▸ EXTRACTO DEL TEXTO
"""

# Manubrios 25.4 ó 31.8???



## doccoraje (Jan 12, 2004)

Cada vez es más difícil conseguir tanto manubrios como postes en 25.4 mm, ahora el "nuevo" standard es 31.8, alguien se siente como yo.. obligado a usar nuevos e innecesarios estándares en aras de la mercadotecnia.
Aquí dan algunos datos interesantes.
Extralite home page en MTB handlebars hacer click en *Why 25.4 mm standard beats 31.8 mm?*


----------



## Warp (May 24, 2004)

Bueno, preparate para el nuevo standard de 35mm que va a sustituir al 31.8... montado en postes de 1.25" (flash from the past!) conicos a 1.5".

Si eso te parece ridiculo, no has visto todos los standares de direcciones, los de ejes de centro y ejes de ruedas.

Es una succion... 

Al rato va a pasar como con los automoviles que solo puedes comprar refacciones Nissan para tu Nissan. Vas tener que comprar partes Spesh para tu Spesh, partes Giant para tu Giant, etc.

Es ridiculo.

En cuanto al estudio de Extralite... habria que considerar el conjunto manubrio-poste completo. Sobre todo con la tendencia de manubrios cada vez mas anchos. Ese extremo libre es como una viga cantilever que tendra su propia flexion y ahi si, mayor diametro va a ayudar a reducir la deflexion. Igual, va a pasar los esfuerzos de vuelta al poste y el punto mas debil sera la limitante del conjunto.

Habria que ver un estudio sobre todo el conjunto.

"""

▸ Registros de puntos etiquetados
"""

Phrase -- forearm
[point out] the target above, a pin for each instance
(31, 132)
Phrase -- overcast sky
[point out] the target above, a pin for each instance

"""

Reproduce el fragmento del hilo sobre manubrios comenzando en "Cada vez es" y terminando en "algunos datos interesantes.", pero cambia "mercadotecnia" por "publicidad".

▸ RESPUESTA ESCRITA
Cada vez es más difícil conseguir tanto manubrios como postes en 25.4 mm, ahora el "nuevo" standard es 31.8, alguien se siente como yo.. obligado a usar nuevos e innecesarios estándares en aras de la publicidad.
Aquí dan algunos datos interesantes.